_Material for this task_
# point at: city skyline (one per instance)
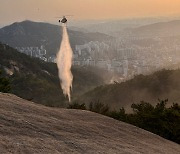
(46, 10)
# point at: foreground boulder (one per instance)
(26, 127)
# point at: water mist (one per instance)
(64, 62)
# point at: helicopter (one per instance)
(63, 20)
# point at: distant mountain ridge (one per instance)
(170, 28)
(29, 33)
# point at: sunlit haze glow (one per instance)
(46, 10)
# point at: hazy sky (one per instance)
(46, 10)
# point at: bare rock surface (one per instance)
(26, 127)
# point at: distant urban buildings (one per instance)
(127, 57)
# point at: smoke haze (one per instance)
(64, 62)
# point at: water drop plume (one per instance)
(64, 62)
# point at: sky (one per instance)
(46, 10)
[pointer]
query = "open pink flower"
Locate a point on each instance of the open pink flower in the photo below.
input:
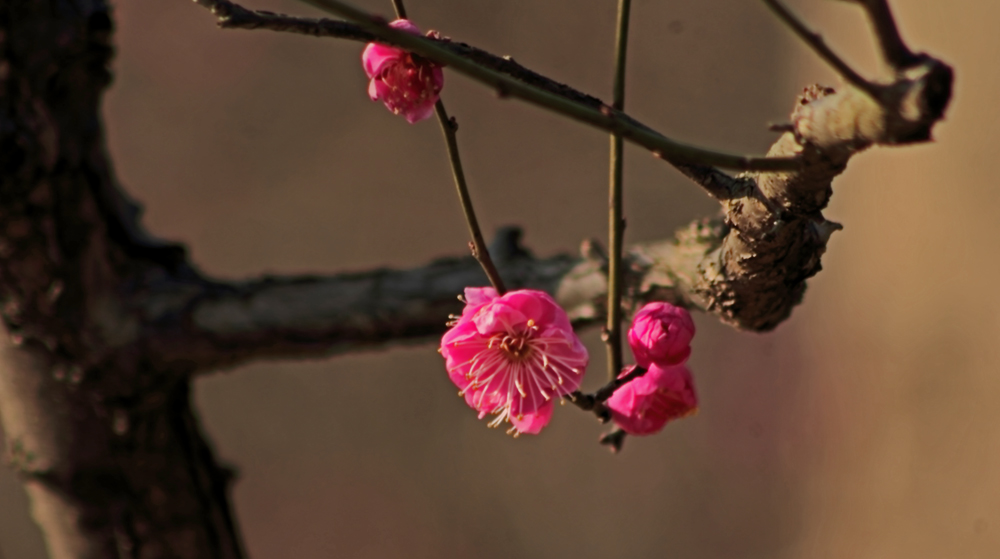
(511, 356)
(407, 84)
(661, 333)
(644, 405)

==

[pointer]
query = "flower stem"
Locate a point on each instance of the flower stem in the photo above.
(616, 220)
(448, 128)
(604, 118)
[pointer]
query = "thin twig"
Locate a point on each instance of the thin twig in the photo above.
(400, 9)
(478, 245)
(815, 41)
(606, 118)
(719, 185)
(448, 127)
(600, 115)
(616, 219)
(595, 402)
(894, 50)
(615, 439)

---

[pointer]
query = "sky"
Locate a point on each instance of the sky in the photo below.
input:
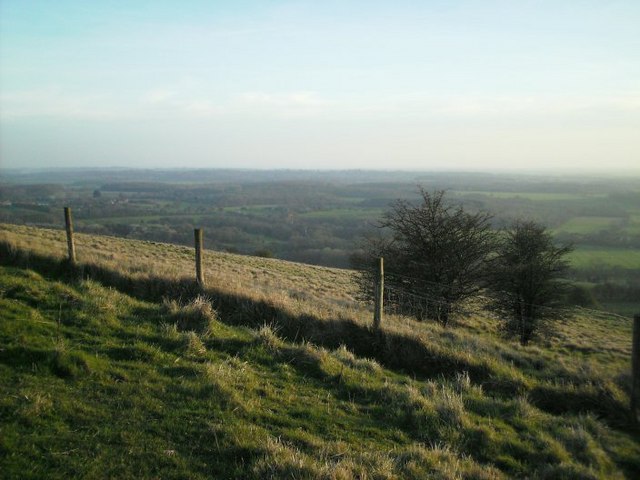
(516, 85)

_What the task asks_
Gather every line from the rows above that contains the string "haze". Case counts.

_Solution_
# point at: sunlit haze glow (one per instance)
# point at: smoke haze (one per instance)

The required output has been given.